Text section >>
+---+
I have roughly 30M rows to Insert Update in SQL Server per day what are my options?
If I use SqlBulkCopy, does it handle not inserting data that already exists?
In my scenario I need to be able to run this over and over with the same data without duplicating data.
At the moment I have a stored procedure with an update statement and an insert statement which read data from a DataTable.
What should I be looking for to get better performance?
The usual way to do something like this is to maintain a permanent work table (or tables) that have no constraints on them. Often these might live in a separate work database on the same server.
To load the data, you empty the work tables, blast the data in via BCP/bulk copy. Once the data is loaded, you do whatever cleanup and/or transforms are necessary to prep the newly loaded data. Once that's done, as a final step, you migrate the data to the real tables by performing the update/delete/insert operations necessary to implement the delta between the old data and the new, or by simply truncating the real tables and reloading them.
+---+
[Excerpts of bounding box data]
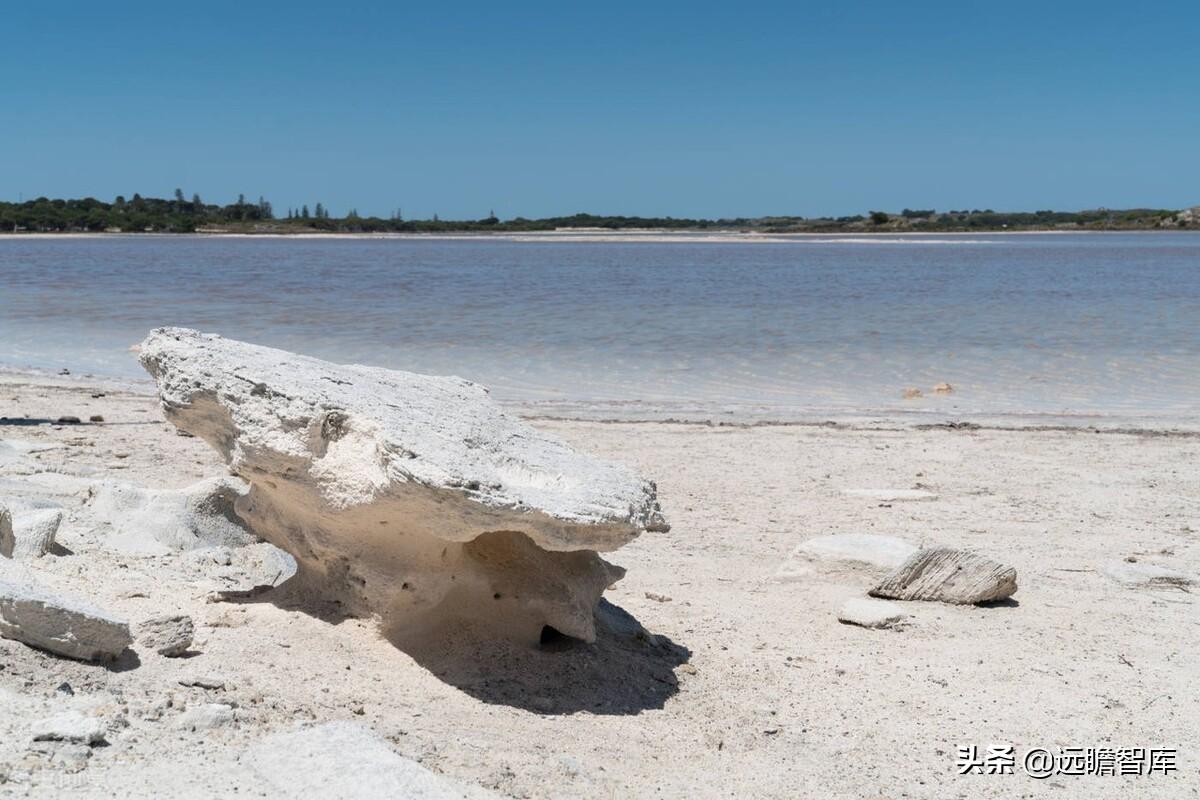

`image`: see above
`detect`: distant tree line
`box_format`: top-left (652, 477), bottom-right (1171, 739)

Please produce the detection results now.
top-left (0, 190), bottom-right (1193, 233)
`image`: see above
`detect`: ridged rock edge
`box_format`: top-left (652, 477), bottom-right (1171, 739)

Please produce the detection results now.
top-left (140, 329), bottom-right (667, 642)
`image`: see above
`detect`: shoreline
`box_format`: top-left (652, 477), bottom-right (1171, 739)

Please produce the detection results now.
top-left (0, 228), bottom-right (1200, 243)
top-left (0, 366), bottom-right (1200, 437)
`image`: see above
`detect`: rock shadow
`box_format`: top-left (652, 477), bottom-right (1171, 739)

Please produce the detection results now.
top-left (385, 600), bottom-right (691, 715)
top-left (221, 578), bottom-right (691, 715)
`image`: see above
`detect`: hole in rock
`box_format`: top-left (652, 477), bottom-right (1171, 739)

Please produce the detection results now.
top-left (538, 625), bottom-right (581, 651)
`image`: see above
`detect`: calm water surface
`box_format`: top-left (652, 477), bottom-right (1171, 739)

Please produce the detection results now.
top-left (0, 233), bottom-right (1200, 417)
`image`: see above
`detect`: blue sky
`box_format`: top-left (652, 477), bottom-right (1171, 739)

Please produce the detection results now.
top-left (0, 0), bottom-right (1200, 218)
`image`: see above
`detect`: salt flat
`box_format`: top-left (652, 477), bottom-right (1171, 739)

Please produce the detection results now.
top-left (0, 381), bottom-right (1200, 798)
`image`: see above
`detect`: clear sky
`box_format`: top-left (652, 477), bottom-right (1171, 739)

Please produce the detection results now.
top-left (0, 0), bottom-right (1200, 218)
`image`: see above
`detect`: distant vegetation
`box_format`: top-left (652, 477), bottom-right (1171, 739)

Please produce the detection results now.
top-left (0, 190), bottom-right (1200, 233)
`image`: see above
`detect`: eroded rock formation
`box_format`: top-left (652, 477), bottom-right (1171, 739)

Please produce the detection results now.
top-left (140, 329), bottom-right (667, 640)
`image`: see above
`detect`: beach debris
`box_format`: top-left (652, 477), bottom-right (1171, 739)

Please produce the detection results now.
top-left (838, 597), bottom-right (908, 627)
top-left (250, 722), bottom-right (497, 800)
top-left (175, 703), bottom-right (236, 730)
top-left (842, 489), bottom-right (937, 503)
top-left (90, 476), bottom-right (259, 555)
top-left (179, 675), bottom-right (227, 692)
top-left (1102, 561), bottom-right (1200, 589)
top-left (138, 614), bottom-right (196, 658)
top-left (869, 547), bottom-right (1016, 603)
top-left (0, 439), bottom-right (66, 475)
top-left (31, 711), bottom-right (104, 746)
top-left (775, 534), bottom-right (917, 581)
top-left (0, 581), bottom-right (133, 661)
top-left (0, 506), bottom-right (62, 560)
top-left (140, 329), bottom-right (668, 642)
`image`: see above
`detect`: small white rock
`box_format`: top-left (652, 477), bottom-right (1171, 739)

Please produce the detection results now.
top-left (175, 703), bottom-right (234, 730)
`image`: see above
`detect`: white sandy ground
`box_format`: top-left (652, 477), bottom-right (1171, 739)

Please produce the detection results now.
top-left (0, 381), bottom-right (1200, 798)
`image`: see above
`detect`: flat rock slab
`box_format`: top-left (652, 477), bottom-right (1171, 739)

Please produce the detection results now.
top-left (89, 477), bottom-right (259, 555)
top-left (838, 597), bottom-right (908, 627)
top-left (31, 711), bottom-right (104, 746)
top-left (1103, 561), bottom-right (1200, 589)
top-left (842, 489), bottom-right (937, 503)
top-left (870, 547), bottom-right (1016, 603)
top-left (242, 722), bottom-right (498, 800)
top-left (775, 534), bottom-right (918, 581)
top-left (140, 329), bottom-right (668, 642)
top-left (0, 581), bottom-right (133, 661)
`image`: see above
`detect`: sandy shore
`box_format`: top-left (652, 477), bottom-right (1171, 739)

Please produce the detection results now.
top-left (0, 377), bottom-right (1200, 798)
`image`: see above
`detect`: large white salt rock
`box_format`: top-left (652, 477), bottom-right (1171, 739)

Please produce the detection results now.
top-left (140, 329), bottom-right (667, 642)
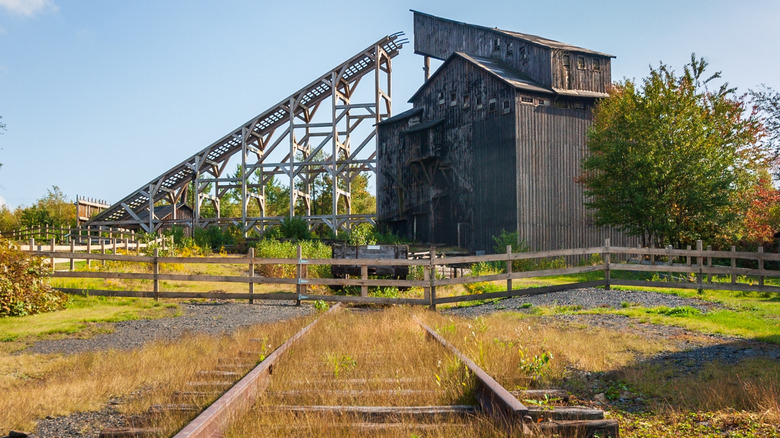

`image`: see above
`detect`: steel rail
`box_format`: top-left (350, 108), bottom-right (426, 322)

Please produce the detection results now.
top-left (412, 315), bottom-right (528, 435)
top-left (174, 305), bottom-right (340, 438)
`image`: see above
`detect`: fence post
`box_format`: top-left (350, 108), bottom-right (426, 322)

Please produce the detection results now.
top-left (696, 240), bottom-right (704, 293)
top-left (506, 245), bottom-right (512, 292)
top-left (360, 265), bottom-right (368, 297)
top-left (249, 247), bottom-right (255, 304)
top-left (70, 239), bottom-right (76, 272)
top-left (601, 237), bottom-right (612, 290)
top-left (295, 245), bottom-right (303, 306)
top-left (758, 246), bottom-right (764, 287)
top-left (428, 247), bottom-right (436, 310)
top-left (153, 248), bottom-right (160, 301)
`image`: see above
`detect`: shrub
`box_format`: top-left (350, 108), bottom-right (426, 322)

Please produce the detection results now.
top-left (255, 239), bottom-right (332, 278)
top-left (0, 239), bottom-right (69, 316)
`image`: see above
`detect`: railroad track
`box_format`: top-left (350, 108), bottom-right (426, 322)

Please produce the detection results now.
top-left (101, 306), bottom-right (618, 438)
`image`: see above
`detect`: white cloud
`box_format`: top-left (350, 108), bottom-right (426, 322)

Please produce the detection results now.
top-left (0, 0), bottom-right (57, 17)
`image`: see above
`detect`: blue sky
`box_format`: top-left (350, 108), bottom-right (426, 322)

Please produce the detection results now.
top-left (0, 0), bottom-right (780, 207)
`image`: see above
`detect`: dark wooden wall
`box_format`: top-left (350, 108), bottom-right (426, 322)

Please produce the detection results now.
top-left (517, 102), bottom-right (633, 250)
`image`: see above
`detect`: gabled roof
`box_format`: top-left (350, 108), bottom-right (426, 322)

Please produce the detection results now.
top-left (410, 9), bottom-right (614, 58)
top-left (409, 52), bottom-right (556, 102)
top-left (408, 52), bottom-right (609, 102)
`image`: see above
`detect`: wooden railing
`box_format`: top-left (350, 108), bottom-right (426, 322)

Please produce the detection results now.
+---+
What to work on >>
1. In the SQL Server bulk-loading thread, where do the work tables often live?
2. Rewrite the section of the SQL Server bulk-loading thread that begins with "In my scenario" and ends with "get better performance?", putting "scheduled job" in place of "stored procedure".
These records have nothing to do with the thread.

Solutions for each task >>
1. In a separate work database on the same server.

2.
In my scenario I need to be able to run this over and over with the same data without duplicating data.
At the moment I have a scheduled job with an update statement and an insert statement which read data from a DataTable.
What should I be looking for to get better performance?